* DOCUMENT EXTRACT:
::::

And so here we are in 2018 with the possibility of EI once again on the horizon and the hope that children’s needs in the post separation landscape might truly be taken seriously instead of being rolled up and disappeared into the needs of their mothers. Here we are again, hoping that this time a framework to stop the unintended consequences created by feminist social policy, (which leads to mothers being pushed out of their children’s lives by alienating fathers as well as fathers being airbrushed into meaningless shadows on the far margins of their children’s peripheral vision,) will be created.

::::

* DATASET ENTRIES:
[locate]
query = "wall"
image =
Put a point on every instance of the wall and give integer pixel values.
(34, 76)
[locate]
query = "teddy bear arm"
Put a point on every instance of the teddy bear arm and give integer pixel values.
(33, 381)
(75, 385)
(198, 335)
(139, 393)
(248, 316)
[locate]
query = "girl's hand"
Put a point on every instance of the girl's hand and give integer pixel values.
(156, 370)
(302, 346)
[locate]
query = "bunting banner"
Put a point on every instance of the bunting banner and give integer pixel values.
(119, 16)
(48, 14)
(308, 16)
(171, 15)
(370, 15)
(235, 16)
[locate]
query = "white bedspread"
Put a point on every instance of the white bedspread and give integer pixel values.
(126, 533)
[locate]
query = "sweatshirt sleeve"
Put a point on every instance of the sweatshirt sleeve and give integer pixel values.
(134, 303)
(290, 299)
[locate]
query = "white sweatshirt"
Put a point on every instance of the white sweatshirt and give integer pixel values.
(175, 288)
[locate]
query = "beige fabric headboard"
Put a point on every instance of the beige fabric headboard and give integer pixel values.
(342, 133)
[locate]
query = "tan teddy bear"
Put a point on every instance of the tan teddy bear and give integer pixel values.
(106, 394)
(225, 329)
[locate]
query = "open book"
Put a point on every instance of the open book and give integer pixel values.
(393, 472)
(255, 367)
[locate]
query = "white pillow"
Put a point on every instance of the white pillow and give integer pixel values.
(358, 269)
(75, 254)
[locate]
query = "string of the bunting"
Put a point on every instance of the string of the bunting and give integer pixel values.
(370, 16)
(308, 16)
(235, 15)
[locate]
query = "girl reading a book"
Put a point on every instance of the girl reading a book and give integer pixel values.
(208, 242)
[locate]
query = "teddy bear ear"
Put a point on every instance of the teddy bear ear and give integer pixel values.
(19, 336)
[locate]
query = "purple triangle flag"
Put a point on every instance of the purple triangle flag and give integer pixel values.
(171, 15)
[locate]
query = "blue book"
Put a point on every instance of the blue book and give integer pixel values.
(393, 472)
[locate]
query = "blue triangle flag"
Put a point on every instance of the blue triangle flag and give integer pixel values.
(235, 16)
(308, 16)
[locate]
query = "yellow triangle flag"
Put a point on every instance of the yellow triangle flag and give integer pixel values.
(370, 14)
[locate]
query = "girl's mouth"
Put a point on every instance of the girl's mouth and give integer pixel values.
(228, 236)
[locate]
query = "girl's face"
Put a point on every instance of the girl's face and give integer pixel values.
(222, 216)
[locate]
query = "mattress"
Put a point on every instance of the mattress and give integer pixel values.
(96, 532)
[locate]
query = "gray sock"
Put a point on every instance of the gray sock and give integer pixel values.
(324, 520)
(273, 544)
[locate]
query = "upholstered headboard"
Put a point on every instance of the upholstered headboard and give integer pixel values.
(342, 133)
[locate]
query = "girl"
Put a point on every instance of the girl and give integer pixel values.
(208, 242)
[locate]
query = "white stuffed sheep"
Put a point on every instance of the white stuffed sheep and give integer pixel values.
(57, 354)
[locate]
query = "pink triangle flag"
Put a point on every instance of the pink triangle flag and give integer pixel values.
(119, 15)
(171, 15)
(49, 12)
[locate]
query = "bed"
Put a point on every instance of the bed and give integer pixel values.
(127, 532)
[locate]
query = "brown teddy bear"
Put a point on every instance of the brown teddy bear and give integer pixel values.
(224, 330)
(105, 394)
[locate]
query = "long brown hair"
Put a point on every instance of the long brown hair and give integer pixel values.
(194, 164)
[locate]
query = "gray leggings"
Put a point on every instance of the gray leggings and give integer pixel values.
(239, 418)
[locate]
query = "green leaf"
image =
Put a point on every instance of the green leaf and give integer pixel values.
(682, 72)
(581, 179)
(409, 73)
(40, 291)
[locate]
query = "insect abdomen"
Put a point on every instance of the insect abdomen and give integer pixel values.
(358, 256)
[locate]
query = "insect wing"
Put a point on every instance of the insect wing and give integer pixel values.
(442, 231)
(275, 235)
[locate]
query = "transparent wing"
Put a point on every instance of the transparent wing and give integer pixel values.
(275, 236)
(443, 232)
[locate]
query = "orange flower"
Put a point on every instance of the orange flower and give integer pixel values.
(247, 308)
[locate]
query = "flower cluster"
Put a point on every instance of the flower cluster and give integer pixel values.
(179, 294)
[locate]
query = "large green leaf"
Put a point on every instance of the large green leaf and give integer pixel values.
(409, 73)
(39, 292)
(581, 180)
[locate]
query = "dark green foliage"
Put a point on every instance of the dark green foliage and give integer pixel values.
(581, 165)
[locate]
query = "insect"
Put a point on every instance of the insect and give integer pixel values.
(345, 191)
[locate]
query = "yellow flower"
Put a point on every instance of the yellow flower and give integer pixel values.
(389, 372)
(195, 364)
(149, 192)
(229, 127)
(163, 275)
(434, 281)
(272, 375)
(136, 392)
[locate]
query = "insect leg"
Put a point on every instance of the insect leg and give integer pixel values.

::::

* DIRECTIVES:
(1) Transcribe the post-separation passage from "And so here" up to and including "will be created.".
(2) Extract every line of the rows that contains the word "beige".

* SOLUTION LIST:
(1)
And so here we are in 2018 with the possibility of EI once again on the horizon and the hope that children’s needs in the post separation landscape might truly be taken seriously instead of being rolled up and disappeared into the needs of their mothers. Here we are again, hoping that this time a framework to stop the unintended consequences created by feminist social policy, (which leads to mothers being pushed out of their children’s lives by alienating fathers as well as fathers being airbrushed into meaningless shadows on the far margins of their children’s peripheral vision,) will be created.

(2)
query = "beige fabric headboard"
Put a point on every instance of the beige fabric headboard and give integer pixel values.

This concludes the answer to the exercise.